## What to work on
Transcribe the text lines of each item below word for word, leaving out the pictures.

## Raw data
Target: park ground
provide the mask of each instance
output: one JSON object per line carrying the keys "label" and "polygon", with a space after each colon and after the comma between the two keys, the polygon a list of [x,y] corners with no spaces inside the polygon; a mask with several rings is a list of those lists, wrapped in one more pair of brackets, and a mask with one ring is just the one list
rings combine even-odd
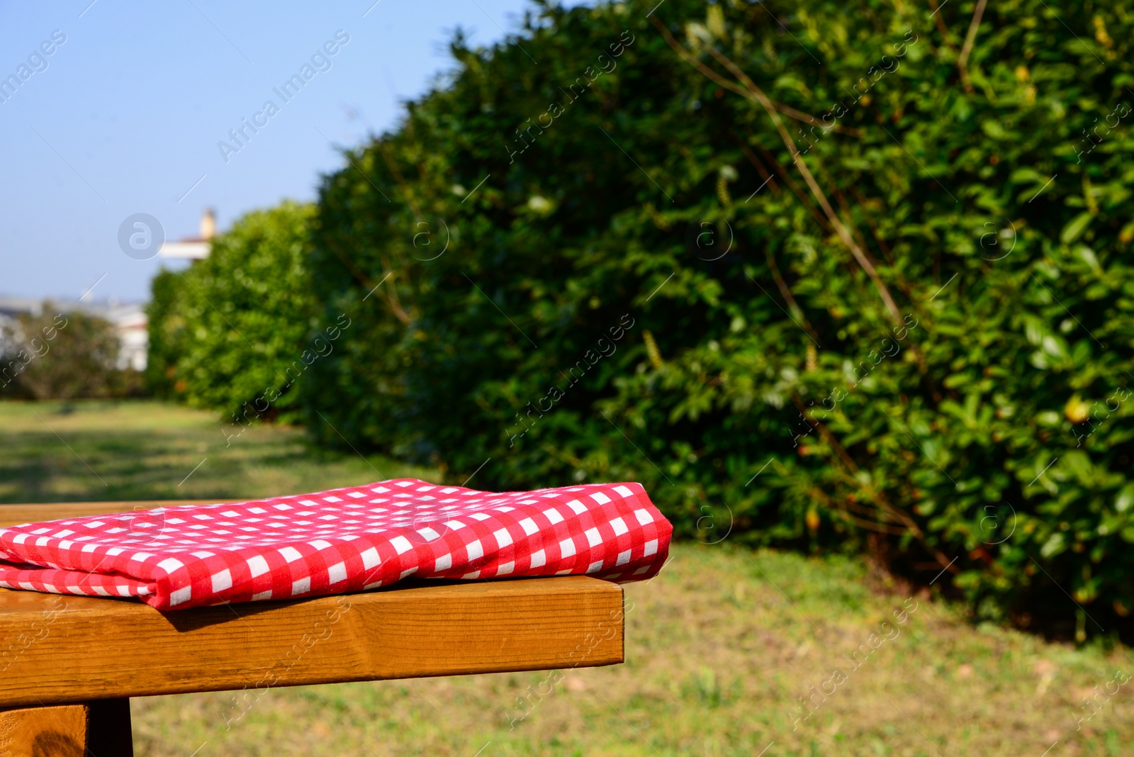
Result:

## Solution to the problem
Target: park ground
provide the mask of each instance
output: one JSON object per line carrying the keys "label" and "polygon", with a space after each colon and after the comma between the two keys, the polygon a list of [x,y] corners with no spaces inside the polygon; a mask with several rings is a list of those lists, wrapped in one more pair of brackets, and a mask with one ring is just the one list
rings combine even-odd
Result:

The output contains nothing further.